Emerging-market currencies surged on Friday, concluding a volatile start to August with the largest weekly gains seen this year. This upward movement was fueled by a weaker dollar and a rebound in global equities, enhancing risk appetite among investors.
MSCI EM Currency Index Hits Two-Year High
The MSCI EM currency index posted gains for the second consecutive day, briefly reaching its highest level in two years. The South Korean won, Malaysian ringgit, and Israeli shekel were among the currencies leading this upswing. Additionally, equities rallied, with Taiwan Semiconductor Manufacturing Co. at the forefront of the stock climb, reporting a significant jump in July sales driven by robust demand for AI-related chips.
Despite a global unwinding of carry trades occurring earlier in the week, emerging-market currencies displayed remarkable resilience. A strengthening Japanese yen also contributed to the dollar’s softness, facilitating a shift in flows toward riskier assets. According to strategists from Societe Generale SA, including Phoenix Kalen, the diminishing yield and carry associated with long US-dollar positions are likely to provide further support to emerging-market currencies, bonds, and interest rates.
Emerging-Market Currencies Outperform Higher-Yield Counterparts
Stephen Chiu, chief Asian FX strategist at Bloomberg Intelligence, noted, “As market players adjust their positions for the anticipated Federal Reserve rate cut and the ongoing unwinding of carry trades, emerging-market currencies are expected to appreciate against the dollar, particularly those with lower carry yields outperforming their higher-yield counterparts.”
Growing speculation regarding potential Federal Reserve interest rate cuts in the coming months has put downward pressure on the dollar, alleviating the burden on central banks in emerging markets like India and Indonesia, which have had to intervene to stabilize their currencies this year.
Chiu’s Forecast: Emerging-Market Currency Gains Likely to Continue
Chiu forecasts that the gains for emerging-market currencies are likely to persist until the next Fed rate decision, unless officials adopt a more hawkish stance or if US economic data reveals unexpected improvements.
Across Europe, stock markets advanced, and US equity futures inched higher as investors awaited additional US economic data that could substantiate signs of resilience within the world’s largest economy. The Stoxx Europe 600 index rose by 0.7%. This week was characterized by volatility, with the index experiencing significant fluctuations amid worries about economic conditions in the US and the unwinding of yen carry trades. The S&P 500 and Nasdaq 100 futures also recovered following a strong daily performance, with the S&P achieving its largest daily increase since November 2022. Treasury yields declined, contributing to a reduction in a gauge measuring the dollar’s strength.
A favorable jobs report released on Thursday alleviated some recession fears that had arisen after a weak employment report last week. The market’s focus now shifts to next week’s US economic data, particularly consumer inflation and retail sales, as investors seek evidence of a soft landing for the economy.
Federal Reserve Mixed Signals Create Investor Uncertainty
Mark Haefele, chief investment officer at UBS Global Wealth Management, cautioned that market volatility could persist. However, he advised against overreacting to fluctuations in market sentiment, asserting that with sound economic and earnings fundamentals along with a likely Fed interest rate cut, his base-case outlook is for the S&P 500 to close the year at approximately 5,900, a considerable increase from its Thursday close of 5,319.

» Problem requirements: In the article on emerging-market currencies, where does Mark Haefele expect the S&P 500 to close the year in his base case?

» Available data:
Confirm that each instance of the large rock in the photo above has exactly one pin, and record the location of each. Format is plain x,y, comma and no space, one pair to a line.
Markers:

» Task answer: At approximately 5,900.